Aim of the task »
State how many lines below hold the word "boot". Give that number and no other text.

Input data »
▶
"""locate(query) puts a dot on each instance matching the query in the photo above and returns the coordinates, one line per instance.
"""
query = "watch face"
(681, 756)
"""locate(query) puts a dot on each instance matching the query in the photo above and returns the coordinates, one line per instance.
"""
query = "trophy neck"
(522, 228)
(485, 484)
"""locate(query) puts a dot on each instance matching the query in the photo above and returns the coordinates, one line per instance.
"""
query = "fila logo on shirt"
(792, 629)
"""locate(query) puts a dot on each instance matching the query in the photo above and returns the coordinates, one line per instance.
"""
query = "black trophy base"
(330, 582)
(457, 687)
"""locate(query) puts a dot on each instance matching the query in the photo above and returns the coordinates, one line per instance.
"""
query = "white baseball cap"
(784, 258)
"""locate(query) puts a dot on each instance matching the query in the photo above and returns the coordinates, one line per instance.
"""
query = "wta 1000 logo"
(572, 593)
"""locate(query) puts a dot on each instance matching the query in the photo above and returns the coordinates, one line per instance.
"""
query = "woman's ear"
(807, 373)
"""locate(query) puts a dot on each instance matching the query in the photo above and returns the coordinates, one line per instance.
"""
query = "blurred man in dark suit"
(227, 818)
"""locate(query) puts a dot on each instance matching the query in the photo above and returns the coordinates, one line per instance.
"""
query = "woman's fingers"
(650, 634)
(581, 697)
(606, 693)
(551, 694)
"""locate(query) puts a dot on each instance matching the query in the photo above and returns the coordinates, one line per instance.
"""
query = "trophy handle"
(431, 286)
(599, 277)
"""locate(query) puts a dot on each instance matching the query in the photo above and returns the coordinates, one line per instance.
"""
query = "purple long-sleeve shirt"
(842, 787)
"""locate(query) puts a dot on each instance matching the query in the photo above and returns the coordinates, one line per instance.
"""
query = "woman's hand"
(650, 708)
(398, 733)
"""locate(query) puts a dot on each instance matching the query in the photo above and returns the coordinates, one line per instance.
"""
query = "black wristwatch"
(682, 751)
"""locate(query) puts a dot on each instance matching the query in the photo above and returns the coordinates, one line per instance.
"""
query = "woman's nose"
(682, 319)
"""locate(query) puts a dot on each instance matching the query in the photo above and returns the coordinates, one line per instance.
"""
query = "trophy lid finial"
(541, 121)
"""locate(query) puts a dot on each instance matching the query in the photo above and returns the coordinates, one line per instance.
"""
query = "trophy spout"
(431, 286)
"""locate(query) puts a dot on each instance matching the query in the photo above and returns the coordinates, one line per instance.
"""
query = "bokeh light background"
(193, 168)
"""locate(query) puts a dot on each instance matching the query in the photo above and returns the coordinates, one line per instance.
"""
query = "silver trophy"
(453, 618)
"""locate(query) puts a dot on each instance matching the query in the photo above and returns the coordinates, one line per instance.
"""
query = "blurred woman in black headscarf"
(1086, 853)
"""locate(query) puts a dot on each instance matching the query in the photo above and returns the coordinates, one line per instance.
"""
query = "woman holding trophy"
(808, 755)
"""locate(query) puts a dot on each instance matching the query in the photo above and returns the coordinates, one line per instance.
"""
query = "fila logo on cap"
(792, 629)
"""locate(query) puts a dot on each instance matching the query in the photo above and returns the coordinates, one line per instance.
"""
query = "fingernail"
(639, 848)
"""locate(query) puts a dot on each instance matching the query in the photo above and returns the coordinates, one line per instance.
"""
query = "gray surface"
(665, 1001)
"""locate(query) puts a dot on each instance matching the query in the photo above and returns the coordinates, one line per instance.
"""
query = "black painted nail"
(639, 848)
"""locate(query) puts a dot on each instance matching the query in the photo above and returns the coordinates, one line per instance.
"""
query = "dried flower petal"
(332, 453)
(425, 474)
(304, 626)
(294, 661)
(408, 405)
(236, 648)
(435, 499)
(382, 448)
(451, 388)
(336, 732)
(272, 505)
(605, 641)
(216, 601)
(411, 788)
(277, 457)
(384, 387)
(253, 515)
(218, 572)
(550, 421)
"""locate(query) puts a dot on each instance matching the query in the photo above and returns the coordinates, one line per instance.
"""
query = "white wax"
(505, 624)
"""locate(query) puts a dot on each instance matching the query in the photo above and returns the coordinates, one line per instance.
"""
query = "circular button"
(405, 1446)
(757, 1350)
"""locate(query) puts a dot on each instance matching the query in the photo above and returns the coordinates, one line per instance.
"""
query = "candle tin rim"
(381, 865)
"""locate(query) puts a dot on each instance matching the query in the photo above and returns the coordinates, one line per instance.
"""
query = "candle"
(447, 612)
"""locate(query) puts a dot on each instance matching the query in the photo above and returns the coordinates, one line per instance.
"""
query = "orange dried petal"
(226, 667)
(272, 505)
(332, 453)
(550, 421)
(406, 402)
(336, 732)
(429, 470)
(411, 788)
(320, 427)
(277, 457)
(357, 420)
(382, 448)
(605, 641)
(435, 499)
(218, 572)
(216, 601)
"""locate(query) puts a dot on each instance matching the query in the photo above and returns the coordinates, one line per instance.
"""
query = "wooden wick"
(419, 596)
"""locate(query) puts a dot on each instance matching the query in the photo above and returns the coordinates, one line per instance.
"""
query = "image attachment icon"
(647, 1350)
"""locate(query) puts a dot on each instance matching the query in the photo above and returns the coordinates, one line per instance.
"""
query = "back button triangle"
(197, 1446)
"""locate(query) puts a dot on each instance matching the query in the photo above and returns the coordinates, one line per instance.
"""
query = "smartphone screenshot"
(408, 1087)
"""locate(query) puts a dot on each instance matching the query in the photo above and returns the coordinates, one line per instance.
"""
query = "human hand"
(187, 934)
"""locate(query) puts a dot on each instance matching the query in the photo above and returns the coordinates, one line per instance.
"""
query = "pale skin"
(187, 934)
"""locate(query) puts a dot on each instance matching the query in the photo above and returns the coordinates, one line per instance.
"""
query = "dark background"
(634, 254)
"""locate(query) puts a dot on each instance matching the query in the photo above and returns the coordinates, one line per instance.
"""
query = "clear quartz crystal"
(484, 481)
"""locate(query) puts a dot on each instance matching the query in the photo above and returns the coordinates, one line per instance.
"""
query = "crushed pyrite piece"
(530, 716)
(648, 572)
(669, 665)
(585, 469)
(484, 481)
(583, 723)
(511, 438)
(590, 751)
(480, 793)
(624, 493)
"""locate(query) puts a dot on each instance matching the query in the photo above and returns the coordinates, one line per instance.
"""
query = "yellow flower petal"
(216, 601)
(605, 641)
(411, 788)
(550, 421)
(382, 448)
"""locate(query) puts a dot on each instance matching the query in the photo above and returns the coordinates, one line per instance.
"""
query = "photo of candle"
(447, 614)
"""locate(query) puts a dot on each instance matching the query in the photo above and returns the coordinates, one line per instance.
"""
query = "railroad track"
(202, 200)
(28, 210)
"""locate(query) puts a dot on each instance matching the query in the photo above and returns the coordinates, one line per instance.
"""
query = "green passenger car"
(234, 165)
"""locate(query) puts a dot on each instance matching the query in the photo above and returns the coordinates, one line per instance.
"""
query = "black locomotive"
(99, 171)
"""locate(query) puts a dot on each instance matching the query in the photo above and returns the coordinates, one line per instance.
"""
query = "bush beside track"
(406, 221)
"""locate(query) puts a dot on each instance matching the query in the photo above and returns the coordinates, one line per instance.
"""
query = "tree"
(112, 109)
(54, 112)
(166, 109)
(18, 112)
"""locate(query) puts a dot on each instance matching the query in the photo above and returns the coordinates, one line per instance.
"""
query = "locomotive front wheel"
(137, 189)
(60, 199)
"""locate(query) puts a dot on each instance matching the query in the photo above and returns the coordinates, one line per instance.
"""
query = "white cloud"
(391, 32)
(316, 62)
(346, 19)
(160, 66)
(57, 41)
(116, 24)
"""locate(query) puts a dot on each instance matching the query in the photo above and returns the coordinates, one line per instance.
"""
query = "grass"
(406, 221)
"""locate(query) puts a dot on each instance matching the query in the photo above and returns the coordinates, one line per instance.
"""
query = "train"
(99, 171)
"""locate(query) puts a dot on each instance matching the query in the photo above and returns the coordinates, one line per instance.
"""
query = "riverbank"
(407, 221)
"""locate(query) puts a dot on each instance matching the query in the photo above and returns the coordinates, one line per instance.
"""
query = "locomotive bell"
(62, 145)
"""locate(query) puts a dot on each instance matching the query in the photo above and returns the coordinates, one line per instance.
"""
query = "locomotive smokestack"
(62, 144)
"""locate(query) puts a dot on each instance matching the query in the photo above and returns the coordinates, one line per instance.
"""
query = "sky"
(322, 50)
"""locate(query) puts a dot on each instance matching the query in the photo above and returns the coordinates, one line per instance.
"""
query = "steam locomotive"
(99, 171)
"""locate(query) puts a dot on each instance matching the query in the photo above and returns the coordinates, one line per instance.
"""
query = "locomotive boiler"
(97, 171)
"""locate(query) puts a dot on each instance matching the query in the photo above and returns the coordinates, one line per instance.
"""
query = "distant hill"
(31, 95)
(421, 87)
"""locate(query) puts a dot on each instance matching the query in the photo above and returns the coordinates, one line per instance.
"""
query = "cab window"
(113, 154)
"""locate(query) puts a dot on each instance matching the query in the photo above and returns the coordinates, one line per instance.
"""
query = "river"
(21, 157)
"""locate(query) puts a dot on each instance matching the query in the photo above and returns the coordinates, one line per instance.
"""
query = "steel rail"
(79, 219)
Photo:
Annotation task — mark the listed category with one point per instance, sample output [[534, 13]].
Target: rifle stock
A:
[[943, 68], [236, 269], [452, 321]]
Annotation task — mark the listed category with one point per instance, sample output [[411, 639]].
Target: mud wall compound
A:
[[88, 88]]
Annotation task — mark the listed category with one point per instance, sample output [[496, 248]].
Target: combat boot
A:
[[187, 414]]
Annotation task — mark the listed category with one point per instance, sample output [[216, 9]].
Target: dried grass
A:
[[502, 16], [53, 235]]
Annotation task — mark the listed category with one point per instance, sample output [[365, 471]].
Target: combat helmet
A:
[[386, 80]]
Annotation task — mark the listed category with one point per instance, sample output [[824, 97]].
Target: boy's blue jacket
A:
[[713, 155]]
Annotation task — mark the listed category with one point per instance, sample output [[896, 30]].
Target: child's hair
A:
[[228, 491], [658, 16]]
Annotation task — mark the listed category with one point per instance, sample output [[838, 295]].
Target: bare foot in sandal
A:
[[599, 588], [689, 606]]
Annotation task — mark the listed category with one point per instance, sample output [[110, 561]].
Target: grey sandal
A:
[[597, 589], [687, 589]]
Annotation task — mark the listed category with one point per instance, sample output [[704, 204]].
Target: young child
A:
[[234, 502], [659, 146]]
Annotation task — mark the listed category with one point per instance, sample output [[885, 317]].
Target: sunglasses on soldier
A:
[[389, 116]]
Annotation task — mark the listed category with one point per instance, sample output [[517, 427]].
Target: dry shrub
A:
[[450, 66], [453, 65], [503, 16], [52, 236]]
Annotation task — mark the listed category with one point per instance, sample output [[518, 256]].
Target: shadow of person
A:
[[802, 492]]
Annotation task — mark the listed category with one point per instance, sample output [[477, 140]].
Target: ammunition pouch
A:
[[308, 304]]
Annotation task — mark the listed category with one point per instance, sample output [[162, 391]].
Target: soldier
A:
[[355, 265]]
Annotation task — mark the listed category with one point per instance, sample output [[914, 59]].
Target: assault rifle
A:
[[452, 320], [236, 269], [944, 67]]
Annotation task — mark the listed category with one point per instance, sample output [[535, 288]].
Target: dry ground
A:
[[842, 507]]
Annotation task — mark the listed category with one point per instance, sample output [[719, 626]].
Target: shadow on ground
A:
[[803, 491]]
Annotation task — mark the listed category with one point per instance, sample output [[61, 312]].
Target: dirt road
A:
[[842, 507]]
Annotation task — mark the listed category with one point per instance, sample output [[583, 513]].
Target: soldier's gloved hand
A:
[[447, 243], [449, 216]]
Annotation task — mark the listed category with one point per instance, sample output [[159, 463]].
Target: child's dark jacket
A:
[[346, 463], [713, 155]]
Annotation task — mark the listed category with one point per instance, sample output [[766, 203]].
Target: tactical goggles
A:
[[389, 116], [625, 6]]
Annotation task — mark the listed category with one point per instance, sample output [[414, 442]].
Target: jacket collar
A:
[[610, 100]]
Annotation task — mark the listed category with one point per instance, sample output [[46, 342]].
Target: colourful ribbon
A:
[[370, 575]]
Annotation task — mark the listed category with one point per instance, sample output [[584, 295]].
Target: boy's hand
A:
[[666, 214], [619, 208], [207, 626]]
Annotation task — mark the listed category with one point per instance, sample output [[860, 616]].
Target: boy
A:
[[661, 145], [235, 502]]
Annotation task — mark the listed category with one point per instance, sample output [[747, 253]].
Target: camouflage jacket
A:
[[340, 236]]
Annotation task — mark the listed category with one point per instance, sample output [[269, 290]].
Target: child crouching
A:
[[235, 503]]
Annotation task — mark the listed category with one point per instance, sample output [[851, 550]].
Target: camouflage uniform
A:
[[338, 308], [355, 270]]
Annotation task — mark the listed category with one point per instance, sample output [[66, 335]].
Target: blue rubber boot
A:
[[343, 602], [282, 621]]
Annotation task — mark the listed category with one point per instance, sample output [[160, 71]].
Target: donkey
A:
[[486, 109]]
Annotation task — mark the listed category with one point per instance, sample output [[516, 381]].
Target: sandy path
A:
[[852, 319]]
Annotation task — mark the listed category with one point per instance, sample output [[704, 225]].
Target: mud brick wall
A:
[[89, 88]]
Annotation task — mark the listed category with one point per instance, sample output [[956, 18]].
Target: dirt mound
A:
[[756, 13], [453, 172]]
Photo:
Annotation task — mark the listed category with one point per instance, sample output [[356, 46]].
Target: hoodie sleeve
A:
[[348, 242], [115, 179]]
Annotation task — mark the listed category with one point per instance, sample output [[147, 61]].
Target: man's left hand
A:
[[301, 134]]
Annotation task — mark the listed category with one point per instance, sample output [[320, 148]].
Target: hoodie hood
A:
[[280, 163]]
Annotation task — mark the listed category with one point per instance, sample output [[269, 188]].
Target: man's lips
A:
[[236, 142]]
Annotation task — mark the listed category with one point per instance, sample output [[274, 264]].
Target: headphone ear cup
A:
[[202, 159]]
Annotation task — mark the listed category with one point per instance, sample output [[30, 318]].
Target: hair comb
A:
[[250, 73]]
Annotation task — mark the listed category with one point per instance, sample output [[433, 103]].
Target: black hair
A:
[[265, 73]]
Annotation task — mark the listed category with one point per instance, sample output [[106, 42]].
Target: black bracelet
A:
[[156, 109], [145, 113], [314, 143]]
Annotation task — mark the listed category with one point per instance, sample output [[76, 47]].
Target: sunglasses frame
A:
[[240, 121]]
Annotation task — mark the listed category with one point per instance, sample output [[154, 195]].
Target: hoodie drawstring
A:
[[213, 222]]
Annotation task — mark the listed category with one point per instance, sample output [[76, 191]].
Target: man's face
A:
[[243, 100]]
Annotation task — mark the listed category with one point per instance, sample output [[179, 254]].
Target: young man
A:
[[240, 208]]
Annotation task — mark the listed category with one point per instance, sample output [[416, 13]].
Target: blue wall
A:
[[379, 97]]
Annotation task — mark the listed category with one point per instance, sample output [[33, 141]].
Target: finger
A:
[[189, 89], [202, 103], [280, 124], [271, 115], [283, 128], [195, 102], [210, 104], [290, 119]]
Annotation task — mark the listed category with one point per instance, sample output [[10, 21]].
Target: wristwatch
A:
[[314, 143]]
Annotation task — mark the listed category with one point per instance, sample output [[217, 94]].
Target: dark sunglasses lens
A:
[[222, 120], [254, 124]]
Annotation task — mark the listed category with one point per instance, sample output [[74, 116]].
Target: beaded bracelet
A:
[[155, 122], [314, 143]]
◀
Response to this task »
2